-- Source --
--- --- ---

In the previous session we examined the "delete" command supported by the "modify()" method of XML data type. In this session we will learn how to insert an element or attribute into an XML document using the XML data type method: modify().

Sample XML Document

Here is the sample XML document that we will use for the examples in this session.

Example 1
<Employees>
  <Employee Team="SQL Server">Jacob</Employee>
  <Employee Team="ASP.NET">Smith</Employee>
</Employees>

Inserting a new element as the first child of a node

The following example inserts a new "Employee" element with value "Steve" as as the first child element of the root node.

Example 2
DECLARE @x XML
SELECT @x = '
<Employees>
  <Employee Team="SQL Server">Jacob</Employee>
  <Employee Team="ASP.NET">Smith</Employee>
</Employees>'

SET @x.modify('
    insert element Employee {"Steve"}
    as first
    into (Employees)[1]
    ')

SELECT @x 
/*
<Employees>
  <Employee>Steve</Employee>
  <Employee Team="SQL Server">Jacob</Employee>
  <Employee Team="ASP.NET">Smith</Employee>
</Employees>
*/

The above example created a new XML element using a fixed value specified by a string literal. The next example shows how to create an XML element with value specified in a variable.

Example 3
DECLARE @x xml           
SET @x = '
<Employees>
  <Employee Team="SQL Server">Jacob</Employee>
  <Employee Team="ASP.NET">Smith</Employee>
</Employees>'           

DECLARE @name VARCHAR(20)
SELECT @name = 'Steve'

SET @x.modify('
    insert element Employee {sql:variable("@name")}
    as first
    into (Employees)[1]
    ')

SELECT @x 
/*
<Employees>
  <Employee>Steve</Employee>
  <Employee Team="SQL Server">Jacob</Employee>
  <Employee Team="ASP.NET">Smith</Employee>
</Employees>
*/

Both the examples given above, used the 'insert element' command to create a new element. Another way of achieving the same result is by supplying the whole XML fragment to be inserted as a string.

Example 4
DECLARE @x XML
SELECT @x = '
<Employees>
  <Employee Team="SQL Server">Jacob</Employee>
  <Employee Team="ASP.NET">Smith</Employee>
</Employees>'

SET @x.modify('
    insert <Employee>Steve</Employee>
    as first
    into (Employees)[1]
    ')

SELECT @x 
/*
<Employees>
  <Employee>Steve</Employee>
  <Employee Team="SQL Server">Jacob</Employee>
  <Employee Team="ASP.NET">Smith</Employee>
</Employees>
*/

If the text value of the element is stored in a variable, the following code will help.

--- --- ---

-- Data excerpts --

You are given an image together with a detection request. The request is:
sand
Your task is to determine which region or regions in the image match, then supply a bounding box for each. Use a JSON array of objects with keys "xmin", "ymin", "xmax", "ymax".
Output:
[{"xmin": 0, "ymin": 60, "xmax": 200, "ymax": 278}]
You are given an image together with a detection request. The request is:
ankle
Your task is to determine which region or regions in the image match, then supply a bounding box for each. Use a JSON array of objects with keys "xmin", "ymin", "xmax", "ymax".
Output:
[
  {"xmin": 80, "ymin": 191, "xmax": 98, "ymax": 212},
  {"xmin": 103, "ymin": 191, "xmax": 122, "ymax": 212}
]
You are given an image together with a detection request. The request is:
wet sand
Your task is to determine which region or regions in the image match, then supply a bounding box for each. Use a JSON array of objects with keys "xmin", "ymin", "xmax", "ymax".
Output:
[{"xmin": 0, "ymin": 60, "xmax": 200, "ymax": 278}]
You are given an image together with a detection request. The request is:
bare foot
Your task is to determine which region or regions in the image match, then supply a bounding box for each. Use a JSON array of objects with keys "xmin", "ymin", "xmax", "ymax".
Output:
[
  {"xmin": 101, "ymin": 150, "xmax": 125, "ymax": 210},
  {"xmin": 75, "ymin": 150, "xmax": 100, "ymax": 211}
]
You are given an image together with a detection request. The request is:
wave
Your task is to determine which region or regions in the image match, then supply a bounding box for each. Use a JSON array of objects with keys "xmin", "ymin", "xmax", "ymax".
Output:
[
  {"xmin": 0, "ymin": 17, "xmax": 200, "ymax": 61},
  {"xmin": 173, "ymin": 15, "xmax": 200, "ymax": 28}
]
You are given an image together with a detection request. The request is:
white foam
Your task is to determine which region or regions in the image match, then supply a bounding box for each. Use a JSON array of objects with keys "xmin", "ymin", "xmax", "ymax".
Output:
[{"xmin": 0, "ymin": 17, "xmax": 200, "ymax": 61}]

--- --- ---

-- Stated goal --
In the XML tutorial, which command does the author say the previous session examined? Work only from the XML tutorial text.

-- Task result --
The "delete" command supported by the "modify()" method of the XML data type.